═══ EXERCISE DATA ═══

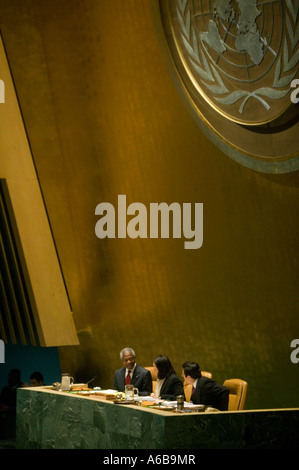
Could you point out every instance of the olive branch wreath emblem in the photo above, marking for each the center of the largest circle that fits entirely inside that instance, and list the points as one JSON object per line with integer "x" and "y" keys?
{"x": 211, "y": 77}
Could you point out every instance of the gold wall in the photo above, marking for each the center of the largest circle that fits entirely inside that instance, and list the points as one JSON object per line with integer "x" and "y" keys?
{"x": 104, "y": 118}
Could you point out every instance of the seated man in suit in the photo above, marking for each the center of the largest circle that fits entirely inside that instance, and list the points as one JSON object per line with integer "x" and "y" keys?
{"x": 205, "y": 391}
{"x": 132, "y": 373}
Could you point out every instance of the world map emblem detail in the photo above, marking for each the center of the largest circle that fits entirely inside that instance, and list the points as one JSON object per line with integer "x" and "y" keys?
{"x": 237, "y": 61}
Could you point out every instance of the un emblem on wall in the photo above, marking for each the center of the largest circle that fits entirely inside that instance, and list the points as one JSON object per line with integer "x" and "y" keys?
{"x": 236, "y": 61}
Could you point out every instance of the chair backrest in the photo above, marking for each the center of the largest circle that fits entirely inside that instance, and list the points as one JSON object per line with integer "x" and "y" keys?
{"x": 154, "y": 376}
{"x": 188, "y": 387}
{"x": 237, "y": 393}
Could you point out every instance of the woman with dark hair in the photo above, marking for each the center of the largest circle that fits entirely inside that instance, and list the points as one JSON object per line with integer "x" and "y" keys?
{"x": 169, "y": 386}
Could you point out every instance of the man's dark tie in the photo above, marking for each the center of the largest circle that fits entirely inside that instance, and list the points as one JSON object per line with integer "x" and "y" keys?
{"x": 128, "y": 378}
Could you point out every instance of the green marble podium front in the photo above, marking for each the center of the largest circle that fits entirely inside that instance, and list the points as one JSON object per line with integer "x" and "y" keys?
{"x": 47, "y": 419}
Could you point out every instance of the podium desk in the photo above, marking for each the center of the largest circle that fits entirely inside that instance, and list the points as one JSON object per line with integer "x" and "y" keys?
{"x": 48, "y": 419}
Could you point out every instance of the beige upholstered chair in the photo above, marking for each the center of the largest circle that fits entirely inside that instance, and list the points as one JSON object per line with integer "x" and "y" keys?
{"x": 188, "y": 387}
{"x": 154, "y": 376}
{"x": 237, "y": 393}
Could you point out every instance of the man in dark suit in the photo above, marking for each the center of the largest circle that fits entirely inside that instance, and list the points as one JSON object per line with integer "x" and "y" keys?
{"x": 205, "y": 391}
{"x": 133, "y": 374}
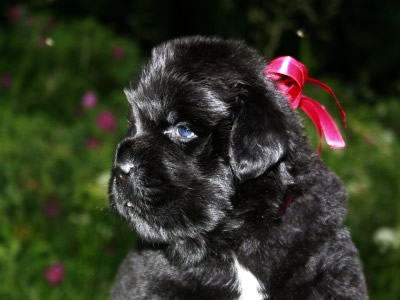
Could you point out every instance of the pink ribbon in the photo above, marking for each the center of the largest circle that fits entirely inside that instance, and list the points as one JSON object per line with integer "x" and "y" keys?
{"x": 291, "y": 76}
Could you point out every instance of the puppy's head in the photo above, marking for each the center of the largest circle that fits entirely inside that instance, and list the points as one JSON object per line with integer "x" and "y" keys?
{"x": 203, "y": 121}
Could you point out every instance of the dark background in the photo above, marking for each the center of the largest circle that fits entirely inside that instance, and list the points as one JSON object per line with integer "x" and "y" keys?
{"x": 58, "y": 237}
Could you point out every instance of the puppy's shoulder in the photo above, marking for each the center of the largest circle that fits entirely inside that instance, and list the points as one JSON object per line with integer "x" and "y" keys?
{"x": 136, "y": 274}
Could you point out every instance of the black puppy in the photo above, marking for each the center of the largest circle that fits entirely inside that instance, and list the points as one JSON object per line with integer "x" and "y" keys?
{"x": 212, "y": 156}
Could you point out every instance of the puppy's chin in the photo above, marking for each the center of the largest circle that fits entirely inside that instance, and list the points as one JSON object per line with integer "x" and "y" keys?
{"x": 158, "y": 220}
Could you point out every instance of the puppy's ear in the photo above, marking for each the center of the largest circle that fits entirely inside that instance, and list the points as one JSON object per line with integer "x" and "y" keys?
{"x": 258, "y": 136}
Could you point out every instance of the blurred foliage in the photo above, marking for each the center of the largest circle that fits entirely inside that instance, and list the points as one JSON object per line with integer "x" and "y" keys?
{"x": 55, "y": 155}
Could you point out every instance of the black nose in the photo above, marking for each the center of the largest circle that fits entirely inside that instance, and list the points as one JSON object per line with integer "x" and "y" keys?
{"x": 122, "y": 172}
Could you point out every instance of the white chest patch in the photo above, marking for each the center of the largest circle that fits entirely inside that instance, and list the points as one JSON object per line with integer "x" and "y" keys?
{"x": 248, "y": 285}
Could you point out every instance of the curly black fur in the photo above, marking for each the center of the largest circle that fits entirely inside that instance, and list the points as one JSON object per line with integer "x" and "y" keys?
{"x": 203, "y": 205}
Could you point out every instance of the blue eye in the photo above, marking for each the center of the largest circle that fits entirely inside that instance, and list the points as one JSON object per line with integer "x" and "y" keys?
{"x": 185, "y": 132}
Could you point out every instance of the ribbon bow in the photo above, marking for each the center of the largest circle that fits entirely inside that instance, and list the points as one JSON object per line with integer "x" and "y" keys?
{"x": 291, "y": 76}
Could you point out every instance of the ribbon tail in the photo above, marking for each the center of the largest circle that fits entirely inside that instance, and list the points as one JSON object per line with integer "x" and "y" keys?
{"x": 328, "y": 89}
{"x": 323, "y": 122}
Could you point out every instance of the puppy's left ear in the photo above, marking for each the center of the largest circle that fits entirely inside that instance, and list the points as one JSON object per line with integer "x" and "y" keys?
{"x": 258, "y": 136}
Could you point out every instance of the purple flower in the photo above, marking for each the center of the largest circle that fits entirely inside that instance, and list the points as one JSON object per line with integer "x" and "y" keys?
{"x": 89, "y": 100}
{"x": 54, "y": 274}
{"x": 6, "y": 80}
{"x": 107, "y": 121}
{"x": 117, "y": 53}
{"x": 92, "y": 143}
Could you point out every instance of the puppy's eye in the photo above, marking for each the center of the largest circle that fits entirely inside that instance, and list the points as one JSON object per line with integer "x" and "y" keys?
{"x": 185, "y": 132}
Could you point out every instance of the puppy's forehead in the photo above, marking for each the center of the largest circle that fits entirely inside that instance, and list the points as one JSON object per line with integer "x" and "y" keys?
{"x": 167, "y": 86}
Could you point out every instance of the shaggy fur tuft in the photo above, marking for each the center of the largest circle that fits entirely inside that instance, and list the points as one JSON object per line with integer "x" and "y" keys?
{"x": 209, "y": 205}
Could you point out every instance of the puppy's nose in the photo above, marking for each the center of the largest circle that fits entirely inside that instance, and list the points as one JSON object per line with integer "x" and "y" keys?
{"x": 123, "y": 171}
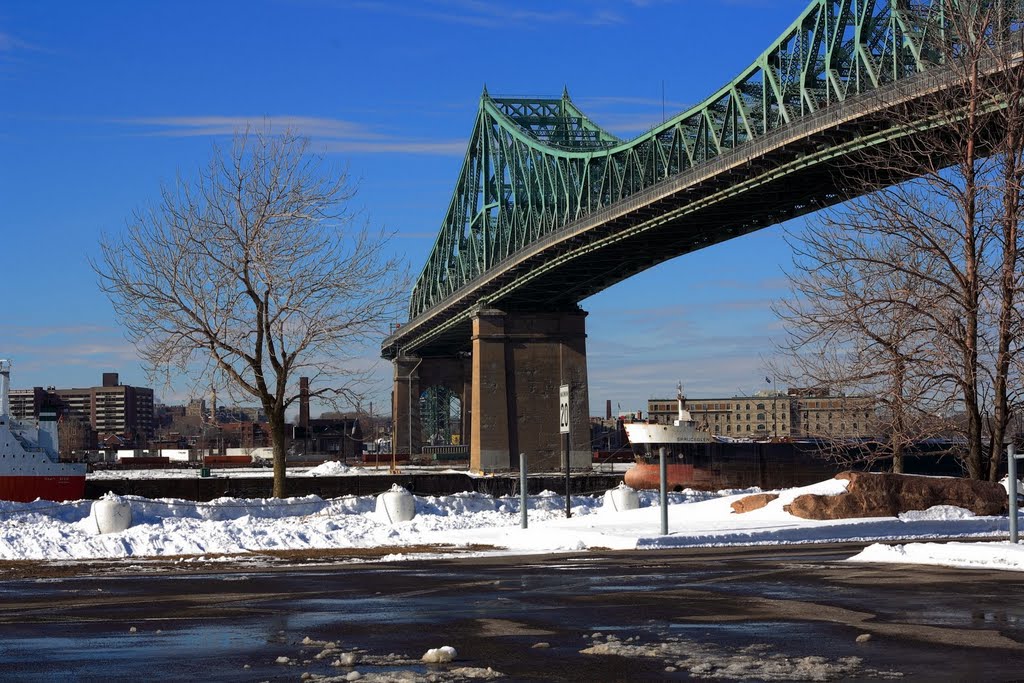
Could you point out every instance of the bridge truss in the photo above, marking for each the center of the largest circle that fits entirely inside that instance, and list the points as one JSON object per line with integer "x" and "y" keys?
{"x": 535, "y": 169}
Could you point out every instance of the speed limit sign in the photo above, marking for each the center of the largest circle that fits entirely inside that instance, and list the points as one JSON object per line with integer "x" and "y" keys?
{"x": 563, "y": 409}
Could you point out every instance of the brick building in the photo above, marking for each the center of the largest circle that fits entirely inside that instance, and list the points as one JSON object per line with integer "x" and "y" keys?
{"x": 797, "y": 414}
{"x": 111, "y": 409}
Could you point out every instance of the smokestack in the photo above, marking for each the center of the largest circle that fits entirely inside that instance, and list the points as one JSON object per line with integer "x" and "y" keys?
{"x": 304, "y": 401}
{"x": 4, "y": 390}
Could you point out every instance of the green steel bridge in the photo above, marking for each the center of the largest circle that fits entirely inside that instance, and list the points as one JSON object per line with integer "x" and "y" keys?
{"x": 549, "y": 208}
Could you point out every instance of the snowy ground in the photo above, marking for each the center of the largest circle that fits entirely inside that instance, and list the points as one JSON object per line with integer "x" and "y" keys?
{"x": 44, "y": 530}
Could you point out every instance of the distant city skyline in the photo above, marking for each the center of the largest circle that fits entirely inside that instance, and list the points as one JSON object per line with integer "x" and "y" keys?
{"x": 101, "y": 102}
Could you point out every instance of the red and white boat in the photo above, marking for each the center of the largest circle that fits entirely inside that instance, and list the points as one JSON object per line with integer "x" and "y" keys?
{"x": 647, "y": 438}
{"x": 30, "y": 464}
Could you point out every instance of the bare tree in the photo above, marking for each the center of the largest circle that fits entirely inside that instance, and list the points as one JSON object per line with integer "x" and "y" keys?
{"x": 854, "y": 327}
{"x": 927, "y": 270}
{"x": 252, "y": 273}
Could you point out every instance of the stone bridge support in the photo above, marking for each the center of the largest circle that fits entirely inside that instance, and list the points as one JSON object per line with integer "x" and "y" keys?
{"x": 518, "y": 361}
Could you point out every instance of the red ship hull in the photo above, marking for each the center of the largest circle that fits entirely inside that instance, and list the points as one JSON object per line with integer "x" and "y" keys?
{"x": 644, "y": 475}
{"x": 28, "y": 488}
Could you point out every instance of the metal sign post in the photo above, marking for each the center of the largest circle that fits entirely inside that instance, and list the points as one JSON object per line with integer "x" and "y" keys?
{"x": 522, "y": 489}
{"x": 1012, "y": 489}
{"x": 664, "y": 494}
{"x": 563, "y": 427}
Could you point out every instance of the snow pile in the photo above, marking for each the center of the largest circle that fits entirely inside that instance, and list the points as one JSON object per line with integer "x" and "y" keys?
{"x": 441, "y": 654}
{"x": 478, "y": 523}
{"x": 327, "y": 469}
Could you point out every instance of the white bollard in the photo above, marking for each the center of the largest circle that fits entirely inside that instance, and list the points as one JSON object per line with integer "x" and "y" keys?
{"x": 396, "y": 505}
{"x": 621, "y": 498}
{"x": 111, "y": 515}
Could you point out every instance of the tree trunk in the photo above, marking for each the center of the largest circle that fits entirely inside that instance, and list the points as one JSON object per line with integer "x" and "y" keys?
{"x": 279, "y": 441}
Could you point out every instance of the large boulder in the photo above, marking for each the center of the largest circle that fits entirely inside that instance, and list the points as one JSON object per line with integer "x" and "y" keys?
{"x": 753, "y": 502}
{"x": 877, "y": 495}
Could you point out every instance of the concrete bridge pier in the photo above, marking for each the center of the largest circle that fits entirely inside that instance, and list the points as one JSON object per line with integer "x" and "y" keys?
{"x": 519, "y": 359}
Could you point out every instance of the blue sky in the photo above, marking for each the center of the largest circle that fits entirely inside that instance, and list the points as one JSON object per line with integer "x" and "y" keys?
{"x": 101, "y": 101}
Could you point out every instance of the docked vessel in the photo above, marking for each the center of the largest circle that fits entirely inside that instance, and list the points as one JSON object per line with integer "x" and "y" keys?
{"x": 30, "y": 465}
{"x": 678, "y": 439}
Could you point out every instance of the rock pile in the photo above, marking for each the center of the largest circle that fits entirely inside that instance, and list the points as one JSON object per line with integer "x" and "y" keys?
{"x": 878, "y": 495}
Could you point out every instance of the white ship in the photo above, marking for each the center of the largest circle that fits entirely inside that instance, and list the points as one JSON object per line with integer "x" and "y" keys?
{"x": 646, "y": 437}
{"x": 30, "y": 465}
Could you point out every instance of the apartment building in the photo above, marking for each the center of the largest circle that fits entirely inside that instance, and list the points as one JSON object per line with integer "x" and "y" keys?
{"x": 111, "y": 409}
{"x": 796, "y": 414}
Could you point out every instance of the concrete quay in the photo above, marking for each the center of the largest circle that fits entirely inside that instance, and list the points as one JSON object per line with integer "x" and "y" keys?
{"x": 225, "y": 484}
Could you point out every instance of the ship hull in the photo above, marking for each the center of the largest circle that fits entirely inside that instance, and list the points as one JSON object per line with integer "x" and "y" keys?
{"x": 48, "y": 487}
{"x": 647, "y": 475}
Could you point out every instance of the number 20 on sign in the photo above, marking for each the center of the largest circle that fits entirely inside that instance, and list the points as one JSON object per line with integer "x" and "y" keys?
{"x": 563, "y": 409}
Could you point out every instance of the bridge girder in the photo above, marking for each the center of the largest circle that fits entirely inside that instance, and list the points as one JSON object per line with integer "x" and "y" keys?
{"x": 546, "y": 197}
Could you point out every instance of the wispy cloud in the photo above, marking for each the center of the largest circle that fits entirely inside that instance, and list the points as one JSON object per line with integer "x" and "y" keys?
{"x": 334, "y": 135}
{"x": 491, "y": 14}
{"x": 11, "y": 43}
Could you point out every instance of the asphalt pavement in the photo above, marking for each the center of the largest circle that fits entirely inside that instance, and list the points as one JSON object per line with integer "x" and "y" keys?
{"x": 791, "y": 612}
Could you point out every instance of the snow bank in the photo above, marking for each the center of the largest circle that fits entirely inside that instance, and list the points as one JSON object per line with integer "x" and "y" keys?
{"x": 171, "y": 526}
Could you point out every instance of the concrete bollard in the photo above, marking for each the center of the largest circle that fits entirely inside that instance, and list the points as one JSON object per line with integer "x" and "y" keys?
{"x": 621, "y": 498}
{"x": 396, "y": 505}
{"x": 111, "y": 515}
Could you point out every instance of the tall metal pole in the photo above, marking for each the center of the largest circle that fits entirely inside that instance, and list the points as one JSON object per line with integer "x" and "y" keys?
{"x": 1012, "y": 489}
{"x": 522, "y": 489}
{"x": 568, "y": 483}
{"x": 664, "y": 497}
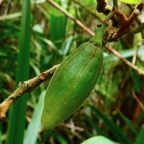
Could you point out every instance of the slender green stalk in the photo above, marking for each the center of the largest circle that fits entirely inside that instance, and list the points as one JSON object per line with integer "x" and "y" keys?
{"x": 17, "y": 113}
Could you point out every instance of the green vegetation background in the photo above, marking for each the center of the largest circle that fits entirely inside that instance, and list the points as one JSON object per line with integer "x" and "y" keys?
{"x": 36, "y": 36}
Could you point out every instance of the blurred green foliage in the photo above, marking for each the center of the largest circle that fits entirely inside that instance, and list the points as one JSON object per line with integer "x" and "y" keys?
{"x": 53, "y": 36}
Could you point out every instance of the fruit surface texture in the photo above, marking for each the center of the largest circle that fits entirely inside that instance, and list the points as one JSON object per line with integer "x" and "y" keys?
{"x": 71, "y": 84}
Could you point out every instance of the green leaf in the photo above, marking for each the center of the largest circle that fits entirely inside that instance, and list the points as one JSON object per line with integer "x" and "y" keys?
{"x": 140, "y": 138}
{"x": 129, "y": 124}
{"x": 98, "y": 140}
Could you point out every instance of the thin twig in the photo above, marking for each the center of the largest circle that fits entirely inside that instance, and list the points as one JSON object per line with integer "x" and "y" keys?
{"x": 26, "y": 86}
{"x": 88, "y": 10}
{"x": 124, "y": 60}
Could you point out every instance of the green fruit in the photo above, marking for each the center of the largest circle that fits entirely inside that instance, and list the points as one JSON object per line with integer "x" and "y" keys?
{"x": 71, "y": 84}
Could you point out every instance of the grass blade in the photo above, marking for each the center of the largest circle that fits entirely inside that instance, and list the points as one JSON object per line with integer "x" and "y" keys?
{"x": 121, "y": 137}
{"x": 32, "y": 130}
{"x": 18, "y": 110}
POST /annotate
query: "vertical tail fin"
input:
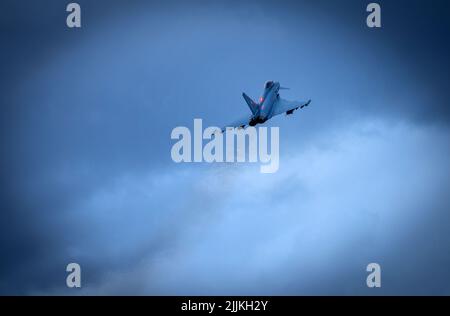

═══

# THE EXERCISE
Collect each line of the material above that contains the word "nose", copying every such line in full.

# TASK OUTPUT
Could you point out every instance of the black nose in the photo above, marking for each the center of the largest circle that fits entirely inside that instance, and list the points as one JSON object per line with integer "x" and "y" keys?
Could you point out every instance of the puppy's nose in the photo above, marking for each the center of the largest circle that fits entirely inside that instance, and list the points as one JSON object per line with integer "x" and "y" keys?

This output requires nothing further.